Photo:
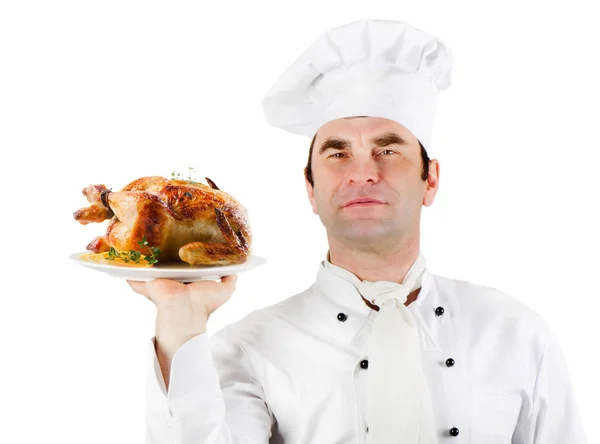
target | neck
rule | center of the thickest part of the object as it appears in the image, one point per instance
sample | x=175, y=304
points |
x=371, y=265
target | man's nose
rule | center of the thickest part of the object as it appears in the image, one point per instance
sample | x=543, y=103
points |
x=362, y=170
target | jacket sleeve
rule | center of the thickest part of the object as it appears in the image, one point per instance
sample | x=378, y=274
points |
x=213, y=397
x=554, y=417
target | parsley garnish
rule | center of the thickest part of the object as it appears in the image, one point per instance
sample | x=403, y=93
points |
x=177, y=176
x=134, y=255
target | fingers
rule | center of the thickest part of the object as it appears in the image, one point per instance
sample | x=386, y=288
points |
x=140, y=288
x=229, y=281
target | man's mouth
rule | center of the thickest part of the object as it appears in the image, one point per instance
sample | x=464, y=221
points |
x=363, y=201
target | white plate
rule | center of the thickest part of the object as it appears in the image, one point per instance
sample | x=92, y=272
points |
x=179, y=271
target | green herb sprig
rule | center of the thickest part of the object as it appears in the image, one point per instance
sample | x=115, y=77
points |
x=177, y=176
x=154, y=251
x=134, y=255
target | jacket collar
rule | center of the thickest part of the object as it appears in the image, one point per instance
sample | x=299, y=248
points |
x=340, y=297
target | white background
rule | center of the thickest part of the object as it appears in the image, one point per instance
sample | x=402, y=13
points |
x=105, y=92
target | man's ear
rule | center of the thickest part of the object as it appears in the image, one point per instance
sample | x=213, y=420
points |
x=311, y=194
x=433, y=182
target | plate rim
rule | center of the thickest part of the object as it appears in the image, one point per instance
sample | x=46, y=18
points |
x=196, y=271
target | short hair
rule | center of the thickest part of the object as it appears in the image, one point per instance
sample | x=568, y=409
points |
x=308, y=167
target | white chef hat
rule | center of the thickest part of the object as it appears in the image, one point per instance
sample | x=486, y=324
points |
x=378, y=68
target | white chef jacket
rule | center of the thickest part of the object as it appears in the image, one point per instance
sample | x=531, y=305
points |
x=295, y=372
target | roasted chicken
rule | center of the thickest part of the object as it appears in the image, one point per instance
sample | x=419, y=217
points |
x=189, y=221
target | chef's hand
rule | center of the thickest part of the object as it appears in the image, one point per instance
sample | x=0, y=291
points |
x=182, y=310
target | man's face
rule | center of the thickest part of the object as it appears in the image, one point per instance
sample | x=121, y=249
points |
x=370, y=158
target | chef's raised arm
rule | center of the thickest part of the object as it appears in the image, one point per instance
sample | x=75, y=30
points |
x=554, y=417
x=212, y=396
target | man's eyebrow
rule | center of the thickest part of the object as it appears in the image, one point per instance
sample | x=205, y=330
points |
x=380, y=141
x=388, y=139
x=334, y=143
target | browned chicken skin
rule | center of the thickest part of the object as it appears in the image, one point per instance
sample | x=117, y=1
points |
x=191, y=222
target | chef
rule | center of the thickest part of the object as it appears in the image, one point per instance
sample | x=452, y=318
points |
x=378, y=349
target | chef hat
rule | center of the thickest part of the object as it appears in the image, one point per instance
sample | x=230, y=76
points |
x=378, y=68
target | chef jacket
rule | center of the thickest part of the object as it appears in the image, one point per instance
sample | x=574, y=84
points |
x=295, y=372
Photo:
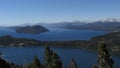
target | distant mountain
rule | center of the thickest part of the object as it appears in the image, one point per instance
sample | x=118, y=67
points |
x=61, y=24
x=107, y=25
x=36, y=29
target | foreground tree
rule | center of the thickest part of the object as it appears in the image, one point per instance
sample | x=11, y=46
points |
x=73, y=64
x=36, y=63
x=104, y=59
x=52, y=60
x=4, y=64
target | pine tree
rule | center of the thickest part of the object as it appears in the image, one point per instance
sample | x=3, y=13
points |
x=36, y=63
x=73, y=64
x=104, y=59
x=52, y=60
x=4, y=64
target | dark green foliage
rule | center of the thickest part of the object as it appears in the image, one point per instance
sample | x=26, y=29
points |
x=4, y=64
x=104, y=59
x=52, y=60
x=36, y=63
x=73, y=64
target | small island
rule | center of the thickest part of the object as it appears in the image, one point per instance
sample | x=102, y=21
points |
x=32, y=29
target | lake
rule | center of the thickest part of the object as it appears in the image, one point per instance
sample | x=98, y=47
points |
x=84, y=58
x=55, y=34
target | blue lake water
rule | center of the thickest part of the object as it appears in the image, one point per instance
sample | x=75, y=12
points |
x=84, y=58
x=56, y=34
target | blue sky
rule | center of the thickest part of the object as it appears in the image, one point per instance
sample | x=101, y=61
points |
x=15, y=12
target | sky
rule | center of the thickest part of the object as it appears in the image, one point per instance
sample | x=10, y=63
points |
x=16, y=12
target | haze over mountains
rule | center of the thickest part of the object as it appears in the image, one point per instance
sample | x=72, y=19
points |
x=104, y=25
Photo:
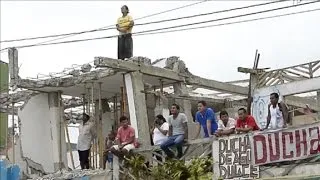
::::
Would you retype each line above exactly and skip every image?

Photo:
target | neck
rule | center of the thickest part of the object as it appears in the image, one point per instance
sample | x=175, y=304
points |
x=371, y=265
target | man's nose
rule | center of the thickest part of the object as it appears in the image, one point per instance
sample | x=543, y=103
points |
x=362, y=170
target | jacket sleeve
rule | center of the thickest part of the object as it appears in the image, one point per instance
sample | x=378, y=274
points |
x=213, y=397
x=554, y=417
target | parsley garnish
rule | center of the thickest part of the object as it appears in the image, one point per instance
sample | x=403, y=93
points |
x=177, y=176
x=134, y=255
target | fingers
rule | center of the thickest part of the object as it appears in the image, one point per instance
sample | x=386, y=288
points |
x=140, y=288
x=229, y=281
target | man's mouth
rule | center of the thickest part of the object as it appears in the image, one point per instance
sample | x=464, y=221
points |
x=363, y=201
target | white plate
rule | center of the thickest part of the object as it appears in the image, one point per instance
sample | x=92, y=272
points |
x=179, y=271
target | green herb sprig
rule | center of the thickest part of the object as it appears in the image, one point per instance
sample | x=115, y=77
points |
x=177, y=176
x=154, y=251
x=134, y=255
target | jacket collar
rule | center of the thickest part of the object as it appears in the image, one point per instance
sample | x=299, y=248
points |
x=340, y=297
target | white background
rule | center of the thickest part of the object as it appears in the image, one point per instance
sample | x=402, y=13
points |
x=105, y=92
target | man's ear
rule | center of the thickest part of the object as it appears in the image, one point per instance
sample | x=213, y=420
points |
x=311, y=194
x=433, y=182
target | plate rim
rule | center of the thickest part of the object as it appears in the image, one point per instance
sample | x=46, y=18
points |
x=196, y=271
target | short hair
rule | center of the thickest part of the object as it appears in the image, one point per instance
sample | x=568, y=409
points |
x=308, y=167
target | white chef hat
rule | center of the thickest part of the object as it appears in the image, one point per instance
sample | x=486, y=324
points |
x=378, y=68
target | white chef jacket
rule | center of the thickest part of the object as it appears in the image, one point per instance
sample | x=531, y=305
points |
x=295, y=372
target | roasted chicken
rule | center of the thickest part of the object as it appears in the image, one point per instance
sample | x=419, y=217
points |
x=189, y=221
target | chef's hand
rule | center of the thickest part of the object as it appears in the image, one point per instance
sample | x=0, y=291
points |
x=182, y=310
target | man's face
rule | center of the thickest part of the object as it appears in the image, one point per instance
sample | x=121, y=249
points |
x=370, y=158
target | chef's raised arm
rule | center of the thickest part of the object as it appears in the image, one point per instance
sample | x=75, y=30
points |
x=554, y=417
x=212, y=396
target | man's eyebrow
rule | center of the thickest part of the object as it appears in the image, one point per instance
sample | x=205, y=330
points |
x=380, y=141
x=388, y=139
x=334, y=143
target | browned chicken skin
rule | center of the thickest part of the object as it appears in the image, one point per instance
sample | x=117, y=1
points |
x=191, y=222
target | chef
rule | center of the thickest part of the object as it appears in the image, one point per instance
sample | x=452, y=318
points |
x=378, y=349
target | chef hat
rule | center of the thickest part of the object as it appears in the image, one point per instance
sample | x=230, y=76
points |
x=378, y=68
target | chef jacket
rule | center of the thickest part of the object as it appears in the image, one point per instance
sample | x=574, y=84
points |
x=295, y=372
Photo:
target | distant mountain
rule | center of the thickest part of the object as it appears in the image, one point per instance
sample | x=118, y=67
points |
x=61, y=24
x=107, y=25
x=36, y=29
target | foreground tree
rule | center of the thickest part of the object as it appears in the image, one point per instance
sample | x=11, y=46
points |
x=73, y=64
x=36, y=63
x=104, y=59
x=52, y=60
x=4, y=64
target | pine tree
rule | center of the thickest part of the object as it appears in the image, one point per instance
sample | x=3, y=13
points |
x=36, y=63
x=73, y=64
x=104, y=59
x=52, y=60
x=4, y=64
target | dark green foliage
rule | center of the thickest part of the object as it appears in the image, one point per instance
sample | x=26, y=29
points |
x=4, y=64
x=104, y=59
x=52, y=60
x=36, y=63
x=73, y=64
target | small island
rule | center of the thickest part of the object as it appears in the image, one point per instance
sample | x=102, y=21
points |
x=32, y=29
target | lake
rule | center of the thickest part of the object as it appears in the image, one point per instance
sample | x=98, y=47
points |
x=84, y=58
x=55, y=34
target | blue lake water
rule | center of the thickest part of the object as it appears in the image, one point per instance
sample | x=75, y=12
points |
x=84, y=58
x=56, y=34
target | blue sky
rule | center of the thickest part of the object as it appears in the image, one point per instance
sample | x=101, y=61
points |
x=15, y=12
target | sky
rule | center of the thickest part of the object as it appears in the image, one point per instance
sample | x=10, y=63
points |
x=16, y=12
target | haze over mountains
rule | center of the thickest part of the object as it appears in the image, one point per instance
sample | x=72, y=19
points |
x=104, y=25
Photo:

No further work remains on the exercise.